- [Brief A] Summarize the safe post in two sentences.

Three reasons I chose the Snapsafe over the Zanotti:  I have very limited space and while the Zanotti would have fit, it's somewhat larger than the Snapsafe and it would have been uncomfortably tight.  The second reason is that Zanotti presently has a back log of about six months.  A third, and lesser, reason is that the Zanottie is about $900 more than the Snapsafe for a similar set up.  I'm still going to spend that extra money, but instead on separate layers of security.
Link Posted: 6/7/2017 8:13:24 AM EDT
[#21]
PART III

I then set upon installing the safe.  Since I was securing the safe to the wall, I had to first drill holes in the back, loosely bolted the back to the wall, then built the safe standing as opposed to on the floor as in the instructions.  I got the top-sides-bottom together and they fit with no problem onto the back.  Then came the moment of truth:  Would the front fit, or would I have alignment problems like other have?  I placed the front on to the bolts, pushed, then was amazed at how easily it slipped on.  The bolts and holes on my safe were perfectly aligned.  No mallet, no blocks of wood, no cussing.  I was very pleased.

I then bolted everything down loosely, then went criss-cross and back-and-forth about ten times and tightened it all down very snug.  I was skeptical, but it all fit together extremely tightly.  I cannot get more than 1/8" of the tip of a pocket knife into any of the seams, and except for one small strip not even a razor blade will go between the sections.  Very, very tight.  The bolts and nuts are very heavy duty and it's all very solid.  How it compares to a welded safe of the same gauge of steel, I don't know, but it's stout.
Link Posted: 6/7/2017 8:13:55 AM EDT
[#22]
PART IV

On the subject of steel thickness, from what I've read even hardened 1/4" plate is vulnerable to the recent proliferation of portable saws of all types.  Most safes I looked at in my price range were from 14 to 12 gauge steel, including the door.  The Snapsafe has a 3/16" plate door, a big advantage, and the channels of the sections are 14-gauge, with an extra ply welded into the floor, ceiling, and walls to make it 9-gauge.  Nothing short of a high-dollar safe will hold up vs electric tools, but for the typical caveman bludgeon and pry tactics, 9-gauge, even if 2-ply, is a big advantage over 14 or even 12 gauge.  While the corners and channels of the Snapsafe are 14-gauge, there are are three layers of that to get through due to the bolt-together design.  It's seems as though it would be much more work to open a Snapsafe like a sardine can than it would be with other safes.

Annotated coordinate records
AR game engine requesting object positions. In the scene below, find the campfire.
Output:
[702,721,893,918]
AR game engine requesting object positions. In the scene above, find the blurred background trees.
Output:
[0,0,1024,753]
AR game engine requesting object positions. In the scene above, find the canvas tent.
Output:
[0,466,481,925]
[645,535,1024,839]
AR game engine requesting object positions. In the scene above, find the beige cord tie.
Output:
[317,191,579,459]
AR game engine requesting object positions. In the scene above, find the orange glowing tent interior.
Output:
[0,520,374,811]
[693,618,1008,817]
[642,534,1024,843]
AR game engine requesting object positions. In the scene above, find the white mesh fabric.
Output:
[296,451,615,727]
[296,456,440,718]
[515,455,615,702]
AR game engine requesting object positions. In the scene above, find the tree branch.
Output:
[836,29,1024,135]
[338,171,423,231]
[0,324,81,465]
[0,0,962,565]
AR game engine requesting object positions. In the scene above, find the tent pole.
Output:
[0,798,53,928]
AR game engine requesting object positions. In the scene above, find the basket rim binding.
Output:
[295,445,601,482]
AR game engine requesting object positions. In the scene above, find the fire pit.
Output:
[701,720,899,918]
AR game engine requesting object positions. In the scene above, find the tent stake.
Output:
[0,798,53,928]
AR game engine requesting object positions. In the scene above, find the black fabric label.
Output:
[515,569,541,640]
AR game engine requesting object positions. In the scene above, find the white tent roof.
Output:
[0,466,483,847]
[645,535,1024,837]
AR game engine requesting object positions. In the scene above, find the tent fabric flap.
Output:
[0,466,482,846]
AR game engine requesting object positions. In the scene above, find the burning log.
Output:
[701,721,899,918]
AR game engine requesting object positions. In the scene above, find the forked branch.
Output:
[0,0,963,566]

- [Brief B] Render the records as a numbered list, starting with their first line and going on through the line containing "[0,466,482,846]", with blank lines left out.

- [Response A] The writer chose the Snapsafe over the Zanotti because space was limited, Zanotti had a backlog of about six months, and the Zanotti cost about $900 more for a similar setup. Built standing and bolted to the wall, the safe went together with perfectly aligned bolts and very tight seams, and its 3/16" plate door and 9-gauge walls give it a big advantage over 14- or 12-gauge safes against bludgeon and pry tactics, though not against electric tools.

- [Response B]
1. AR game engine requesting object positions. In the scene below, find the campfire.
2. Output:
3. [702,721,893,918]
4. AR game engine requesting object positions. In the scene above, find the blurred background trees.
5. Output:
6. [0,0,1024,753]
7. AR game engine requesting object positions. In the scene above, find the canvas tent.
8. Output:
9. [0,466,481,925]
10. [645,535,1024,839]
11. AR game engine requesting object positions. In the scene above, find the beige cord tie.
12. Output:
13. [317,191,579,459]
14. AR game engine requesting object positions. In the scene above, find the orange glowing tent interior.
15. Output:
16. [0,520,374,811]
17. [693,618,1008,817]
18. [642,534,1024,843]
19. AR game engine requesting object positions. In the scene above, find the white mesh fabric.
20. Output:
21. [296,451,615,727]
22. [296,456,440,718]
23. [515,455,615,702]
24. AR game engine requesting object positions. In the scene above, find the tree branch.
25. Output:
26. [836,29,1024,135]
27. [338,171,423,231]
28. [0,324,81,465]
29. [0,0,962,565]
30. AR game engine requesting object positions. In the scene above, find the tent pole.
31. Output:
32. [0,798,53,928]
33. AR game engine requesting object positions. In the scene above, find the basket rim binding.
34. Output:
35. [295,445,601,482]
36. AR game engine requesting object positions. In the scene above, find the fire pit.
37. Output:
38. [701,720,899,918]
39. AR game engine requesting object positions. In the scene above, find the tent stake.
40. Output:
41. [0,798,53,928]
42. AR game engine requesting object positions. In the scene above, find the black fabric label.
43. Output:
44. [515,569,541,640]
45. AR game engine requesting object positions. In the scene above, find the white tent roof.
46. Output:
47. [0,466,483,847]
48. [645,535,1024,837]
49. AR game engine requesting object positions. In the scene above, find the tent fabric flap.
50. Output:
51. [0,466,482,846]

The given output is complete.